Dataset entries

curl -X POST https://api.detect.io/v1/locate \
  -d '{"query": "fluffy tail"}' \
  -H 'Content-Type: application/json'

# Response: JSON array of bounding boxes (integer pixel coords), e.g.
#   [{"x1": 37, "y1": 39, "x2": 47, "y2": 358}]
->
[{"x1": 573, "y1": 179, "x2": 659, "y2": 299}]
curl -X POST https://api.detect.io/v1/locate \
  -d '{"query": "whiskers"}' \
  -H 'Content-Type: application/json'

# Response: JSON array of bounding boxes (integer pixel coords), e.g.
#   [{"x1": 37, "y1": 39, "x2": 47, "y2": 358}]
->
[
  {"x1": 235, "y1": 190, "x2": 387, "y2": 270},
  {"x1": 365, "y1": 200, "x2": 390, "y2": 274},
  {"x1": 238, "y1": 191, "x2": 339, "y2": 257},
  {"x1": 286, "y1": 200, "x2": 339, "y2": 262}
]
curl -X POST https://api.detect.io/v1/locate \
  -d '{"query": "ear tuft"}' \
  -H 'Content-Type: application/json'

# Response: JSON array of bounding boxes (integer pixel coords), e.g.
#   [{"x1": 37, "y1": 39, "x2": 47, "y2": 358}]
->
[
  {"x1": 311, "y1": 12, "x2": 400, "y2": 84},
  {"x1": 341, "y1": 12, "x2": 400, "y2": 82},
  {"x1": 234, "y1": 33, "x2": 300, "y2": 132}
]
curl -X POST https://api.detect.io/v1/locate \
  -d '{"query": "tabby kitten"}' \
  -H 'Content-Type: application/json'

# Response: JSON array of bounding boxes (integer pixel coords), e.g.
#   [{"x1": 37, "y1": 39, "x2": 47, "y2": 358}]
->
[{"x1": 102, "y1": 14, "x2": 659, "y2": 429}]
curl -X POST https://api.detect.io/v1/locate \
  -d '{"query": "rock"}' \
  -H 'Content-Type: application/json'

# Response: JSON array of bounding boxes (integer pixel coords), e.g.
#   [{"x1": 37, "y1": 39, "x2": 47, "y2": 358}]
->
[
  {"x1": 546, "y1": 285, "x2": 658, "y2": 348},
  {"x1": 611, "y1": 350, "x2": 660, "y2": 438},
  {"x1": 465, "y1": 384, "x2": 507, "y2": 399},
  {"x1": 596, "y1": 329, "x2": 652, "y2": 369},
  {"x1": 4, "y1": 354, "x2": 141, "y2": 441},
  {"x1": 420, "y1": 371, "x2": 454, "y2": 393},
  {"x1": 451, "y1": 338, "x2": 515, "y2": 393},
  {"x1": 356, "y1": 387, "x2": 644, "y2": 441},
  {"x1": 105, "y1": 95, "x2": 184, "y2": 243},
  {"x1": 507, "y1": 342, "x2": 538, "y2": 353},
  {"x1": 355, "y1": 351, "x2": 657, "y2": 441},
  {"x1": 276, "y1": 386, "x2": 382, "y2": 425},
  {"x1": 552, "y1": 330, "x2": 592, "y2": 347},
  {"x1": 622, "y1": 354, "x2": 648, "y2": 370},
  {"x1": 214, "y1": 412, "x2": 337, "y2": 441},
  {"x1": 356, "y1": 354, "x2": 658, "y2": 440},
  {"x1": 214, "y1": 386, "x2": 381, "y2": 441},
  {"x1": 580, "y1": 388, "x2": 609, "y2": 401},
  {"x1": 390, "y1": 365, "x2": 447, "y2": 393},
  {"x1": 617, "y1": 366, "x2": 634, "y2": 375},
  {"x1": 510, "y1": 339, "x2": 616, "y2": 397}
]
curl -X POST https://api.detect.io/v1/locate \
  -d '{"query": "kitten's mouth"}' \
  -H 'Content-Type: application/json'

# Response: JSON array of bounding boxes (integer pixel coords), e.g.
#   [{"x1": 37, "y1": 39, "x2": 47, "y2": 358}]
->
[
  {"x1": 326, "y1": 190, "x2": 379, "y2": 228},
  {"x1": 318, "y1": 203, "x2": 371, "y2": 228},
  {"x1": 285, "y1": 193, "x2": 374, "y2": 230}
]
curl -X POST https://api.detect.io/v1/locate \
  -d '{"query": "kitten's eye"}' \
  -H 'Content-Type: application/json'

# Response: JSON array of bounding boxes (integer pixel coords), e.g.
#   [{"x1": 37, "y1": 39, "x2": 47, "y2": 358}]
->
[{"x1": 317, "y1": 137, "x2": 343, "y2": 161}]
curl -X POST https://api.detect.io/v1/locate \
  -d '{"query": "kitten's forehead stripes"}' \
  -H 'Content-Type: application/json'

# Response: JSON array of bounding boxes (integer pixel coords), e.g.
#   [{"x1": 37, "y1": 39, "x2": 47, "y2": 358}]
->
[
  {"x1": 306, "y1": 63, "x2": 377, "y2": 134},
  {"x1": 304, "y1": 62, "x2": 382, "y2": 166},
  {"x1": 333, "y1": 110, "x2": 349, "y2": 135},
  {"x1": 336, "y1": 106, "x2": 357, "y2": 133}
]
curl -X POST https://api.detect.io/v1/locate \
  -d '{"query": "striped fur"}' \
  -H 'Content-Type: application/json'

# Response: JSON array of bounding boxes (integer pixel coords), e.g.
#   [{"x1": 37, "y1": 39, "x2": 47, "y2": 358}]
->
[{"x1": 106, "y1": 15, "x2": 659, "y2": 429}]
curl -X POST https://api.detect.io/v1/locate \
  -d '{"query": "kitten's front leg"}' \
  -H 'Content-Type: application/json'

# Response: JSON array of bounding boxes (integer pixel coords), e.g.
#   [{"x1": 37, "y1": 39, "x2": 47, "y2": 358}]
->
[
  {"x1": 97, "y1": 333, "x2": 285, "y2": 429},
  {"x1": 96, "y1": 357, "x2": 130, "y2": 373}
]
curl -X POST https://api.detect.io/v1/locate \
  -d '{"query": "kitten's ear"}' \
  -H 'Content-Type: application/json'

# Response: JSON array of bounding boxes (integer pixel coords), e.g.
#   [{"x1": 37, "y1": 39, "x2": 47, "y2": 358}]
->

- [Task instructions]:
Say how many lines in the records hold the string "kitten", please, and add no other words.

- [Task output]:
6